***** ARTIKEL *****

Ke Maroko, Januari 2010


Ke Maroko (1): Mendorong Wirausaha  Kawula Muda 

Oleh Shofwan Karim
 
Jamal al-Banna, President of IICL
Setelah terbang sekitar 8 jam lebih dari Bandara Sukar-Hatta Jakarta, penulis sampai pk. 05.30 waktu UAE di Dubai. Pagi itu Jum’at, 18/12, penulis terbang lagi ke  Casablanca, Moroko dengan No. Penerbangan Emirates EK 751. Seperti diumumkan dan tertulis di boarding pass, berangkat 07.50 waktu UAE (United Emirates Arab). Tetapi dengan alasan barang bawaan penumpang yang belum tersusun rapi, pesawat baru bergerak ke runway pk hampir pk 9.  Di awal  penerbangan 9 jam 26 menit berikutnya, penulis berkenalan dengan Dr. M. Kilani, perwakilan regional konsultan keuangan Bait Al-Mashura berkantor pusat di Doha, Qatar. 

Hassan II Mosque, Casablanca, Morocco
Ahli keuangan international ini bercerita banyak tentang bagaimana seharusnya orang tua  mendorong  remaja dan generasi muda untuk mandiri dan berwiraswasta. Kami memulai percakapan ketika masing-masing menanyakan apa urusan ke Maroko. Kilani mengatakan bahwa dia akan mengurus bisnisnya di Mauritania. Dia hanya transit di kerajaan Maroko dan akan terbang 2 jam lagi dari Casablanca ke Mauritania untuk urusan bisnisnya itu. Ketika penulis mengatakan tentang workshop mendirikan universitas terbuka bagi para pekerja , Kilani amat tertarik. Kilani antusias bercerita tentang  3 orang anaknya yang mahasiswa, siswa menengah kelas 13 dan kelas 10 di Damaskus, Syiria, negaranya. Dia semakin bersemangat ketika dikatakan  pada 27 sampai 29 November lalu penulis terlibat serius diskusi dalam  konferensi internasiomnal kaitan universitas dengan industri, kewiraswastaan dan bisnis keluarga yang diadakan Universitas Industri Selangor,  Shah Alam, Malaysia.

***** DATA YANG DIBERIKAN *****

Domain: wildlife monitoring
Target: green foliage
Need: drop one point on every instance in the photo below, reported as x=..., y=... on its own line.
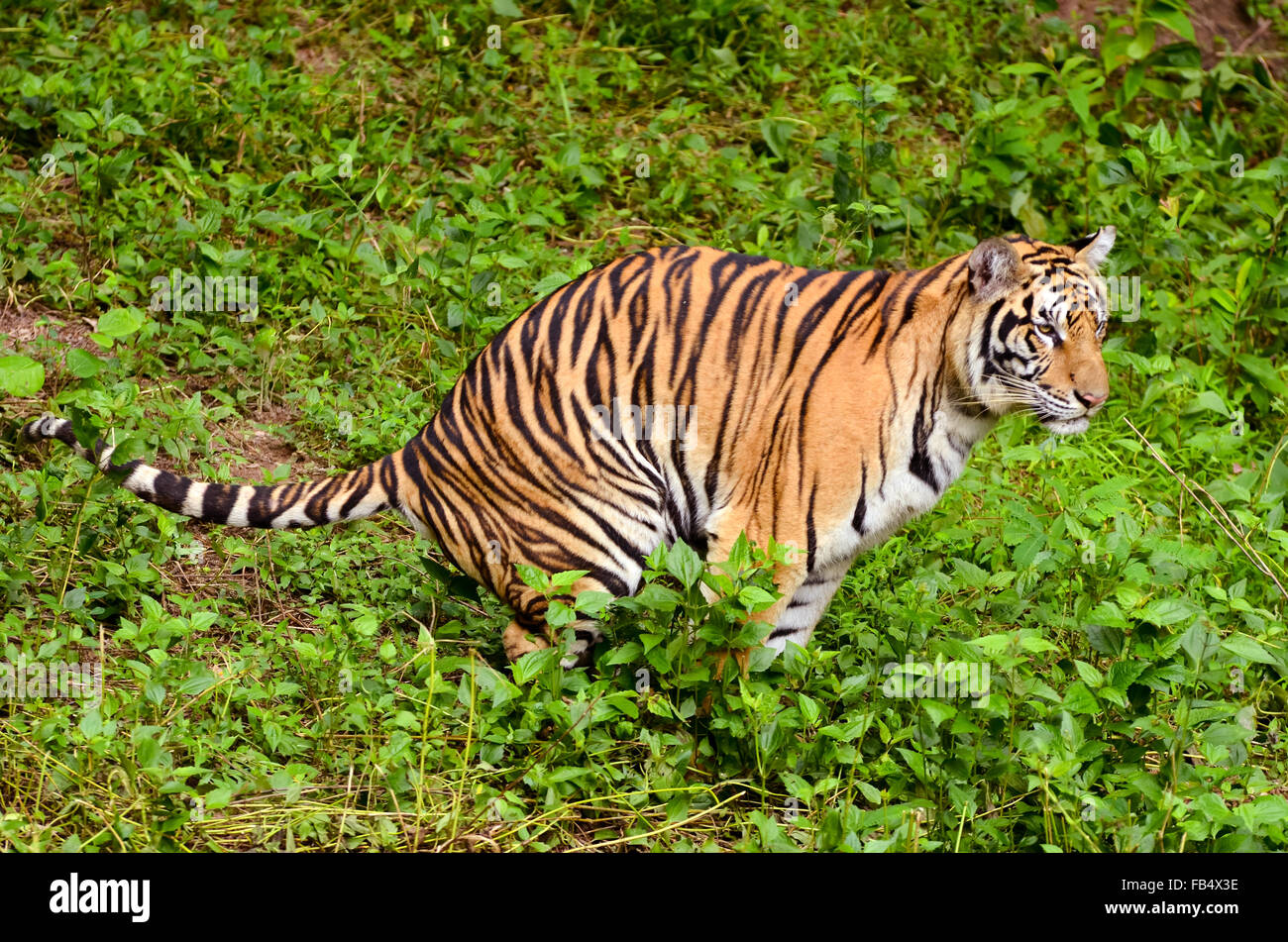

*****

- _SOAL_:
Menurut artikel, di kota mana kantor pusat konsultan keuangan Bait Al-Mashura berada? Gunakan hanya artikel sebagai sumber jawaban.

- _JAWABAN BENAR_:
Di Doha, Qatar.